• [Source data]
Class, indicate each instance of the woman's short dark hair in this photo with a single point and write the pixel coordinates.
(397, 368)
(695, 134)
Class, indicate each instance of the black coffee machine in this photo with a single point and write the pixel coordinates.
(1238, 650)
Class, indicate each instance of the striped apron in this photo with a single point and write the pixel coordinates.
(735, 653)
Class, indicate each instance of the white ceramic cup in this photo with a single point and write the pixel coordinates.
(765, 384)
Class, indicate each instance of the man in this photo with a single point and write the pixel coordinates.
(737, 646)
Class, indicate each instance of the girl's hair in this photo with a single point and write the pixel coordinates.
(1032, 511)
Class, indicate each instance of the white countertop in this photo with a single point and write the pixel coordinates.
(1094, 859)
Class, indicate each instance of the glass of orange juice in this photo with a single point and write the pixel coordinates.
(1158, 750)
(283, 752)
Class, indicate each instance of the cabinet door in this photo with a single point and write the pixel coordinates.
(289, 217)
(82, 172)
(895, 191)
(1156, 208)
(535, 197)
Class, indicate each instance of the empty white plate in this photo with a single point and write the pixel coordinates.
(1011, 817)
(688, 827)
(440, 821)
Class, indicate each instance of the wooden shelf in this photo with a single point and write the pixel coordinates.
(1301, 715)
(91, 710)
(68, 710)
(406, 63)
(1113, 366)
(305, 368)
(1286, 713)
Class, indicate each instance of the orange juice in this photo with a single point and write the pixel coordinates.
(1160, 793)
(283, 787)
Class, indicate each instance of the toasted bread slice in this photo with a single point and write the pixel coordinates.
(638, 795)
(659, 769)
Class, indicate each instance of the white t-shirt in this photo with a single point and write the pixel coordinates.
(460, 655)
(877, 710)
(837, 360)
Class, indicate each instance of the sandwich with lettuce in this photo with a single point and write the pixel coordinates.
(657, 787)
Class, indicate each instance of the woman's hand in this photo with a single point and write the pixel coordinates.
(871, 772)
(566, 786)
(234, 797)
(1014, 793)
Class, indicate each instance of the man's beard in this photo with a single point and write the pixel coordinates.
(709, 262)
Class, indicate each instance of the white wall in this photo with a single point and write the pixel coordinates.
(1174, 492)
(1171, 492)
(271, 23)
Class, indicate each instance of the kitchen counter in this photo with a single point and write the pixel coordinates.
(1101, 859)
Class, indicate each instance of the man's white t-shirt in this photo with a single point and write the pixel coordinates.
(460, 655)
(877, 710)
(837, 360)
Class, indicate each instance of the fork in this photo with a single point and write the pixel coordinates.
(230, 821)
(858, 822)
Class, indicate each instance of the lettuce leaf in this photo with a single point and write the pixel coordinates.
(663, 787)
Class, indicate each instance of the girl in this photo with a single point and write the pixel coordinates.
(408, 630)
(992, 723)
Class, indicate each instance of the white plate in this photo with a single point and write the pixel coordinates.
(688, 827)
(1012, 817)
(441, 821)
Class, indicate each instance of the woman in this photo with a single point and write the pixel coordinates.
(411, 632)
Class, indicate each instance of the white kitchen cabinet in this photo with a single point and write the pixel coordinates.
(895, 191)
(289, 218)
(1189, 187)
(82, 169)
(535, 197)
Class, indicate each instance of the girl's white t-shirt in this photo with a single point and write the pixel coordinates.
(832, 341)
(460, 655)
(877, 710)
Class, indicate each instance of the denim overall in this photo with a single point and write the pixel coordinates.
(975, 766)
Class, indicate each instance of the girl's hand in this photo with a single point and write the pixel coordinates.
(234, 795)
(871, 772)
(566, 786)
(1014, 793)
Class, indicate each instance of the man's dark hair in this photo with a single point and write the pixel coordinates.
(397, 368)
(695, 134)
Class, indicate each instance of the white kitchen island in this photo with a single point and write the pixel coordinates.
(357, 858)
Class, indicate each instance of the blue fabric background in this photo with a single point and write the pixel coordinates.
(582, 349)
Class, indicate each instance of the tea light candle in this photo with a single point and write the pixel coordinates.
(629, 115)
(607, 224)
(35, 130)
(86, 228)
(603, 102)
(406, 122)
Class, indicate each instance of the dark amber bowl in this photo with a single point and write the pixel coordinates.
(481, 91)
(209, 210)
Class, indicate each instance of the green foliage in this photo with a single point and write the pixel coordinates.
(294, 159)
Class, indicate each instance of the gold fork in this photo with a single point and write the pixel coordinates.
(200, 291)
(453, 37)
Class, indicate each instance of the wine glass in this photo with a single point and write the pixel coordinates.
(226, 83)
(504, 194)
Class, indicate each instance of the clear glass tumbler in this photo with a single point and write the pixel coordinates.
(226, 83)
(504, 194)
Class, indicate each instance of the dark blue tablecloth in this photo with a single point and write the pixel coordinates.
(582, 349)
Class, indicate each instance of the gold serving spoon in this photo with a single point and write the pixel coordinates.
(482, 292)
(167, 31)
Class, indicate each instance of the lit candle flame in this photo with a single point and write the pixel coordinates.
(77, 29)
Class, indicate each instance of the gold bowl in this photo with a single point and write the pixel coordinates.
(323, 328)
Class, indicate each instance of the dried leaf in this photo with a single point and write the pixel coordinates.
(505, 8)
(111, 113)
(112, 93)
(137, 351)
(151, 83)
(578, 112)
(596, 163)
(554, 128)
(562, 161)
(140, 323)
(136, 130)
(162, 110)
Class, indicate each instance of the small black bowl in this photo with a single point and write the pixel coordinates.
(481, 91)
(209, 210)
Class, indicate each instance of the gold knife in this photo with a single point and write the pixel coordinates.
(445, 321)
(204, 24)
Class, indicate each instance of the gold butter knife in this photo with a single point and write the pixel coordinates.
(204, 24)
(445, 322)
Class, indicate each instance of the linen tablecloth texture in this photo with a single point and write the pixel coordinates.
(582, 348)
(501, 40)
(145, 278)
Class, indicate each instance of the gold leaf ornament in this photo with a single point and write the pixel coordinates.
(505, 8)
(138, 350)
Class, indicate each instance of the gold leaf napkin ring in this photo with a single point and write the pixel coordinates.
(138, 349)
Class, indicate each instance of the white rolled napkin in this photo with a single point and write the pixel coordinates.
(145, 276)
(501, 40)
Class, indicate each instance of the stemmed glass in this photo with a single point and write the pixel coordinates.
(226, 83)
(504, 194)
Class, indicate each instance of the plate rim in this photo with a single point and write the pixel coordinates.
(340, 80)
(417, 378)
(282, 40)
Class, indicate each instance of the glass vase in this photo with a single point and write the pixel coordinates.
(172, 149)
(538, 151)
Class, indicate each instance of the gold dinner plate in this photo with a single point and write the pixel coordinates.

• [Given exercise]
Keep only the lines from the one containing "Class, indicate each instance of the white rolled" to the end of the entries, and repeat them exactly.

• [Solution for this task]
Class, indicate each instance of the white rolled napkin in this photo with a single point and write the pixel coordinates.
(145, 276)
(501, 40)
Class, indicate each instance of the stemmed glass in this photo with a single point and write the pixel coordinates.
(226, 83)
(504, 194)
Class, indicate each instance of the plate rim in this photo with a single point and write the pixel coordinates.
(340, 80)
(417, 378)
(282, 40)
Class, indicate each instance of the glass vase in this photo with a single point and write the pixel coordinates.
(172, 149)
(538, 151)
Class, indicate each instance of the gold dinner plate in this photo with a single point and write the pixel coordinates.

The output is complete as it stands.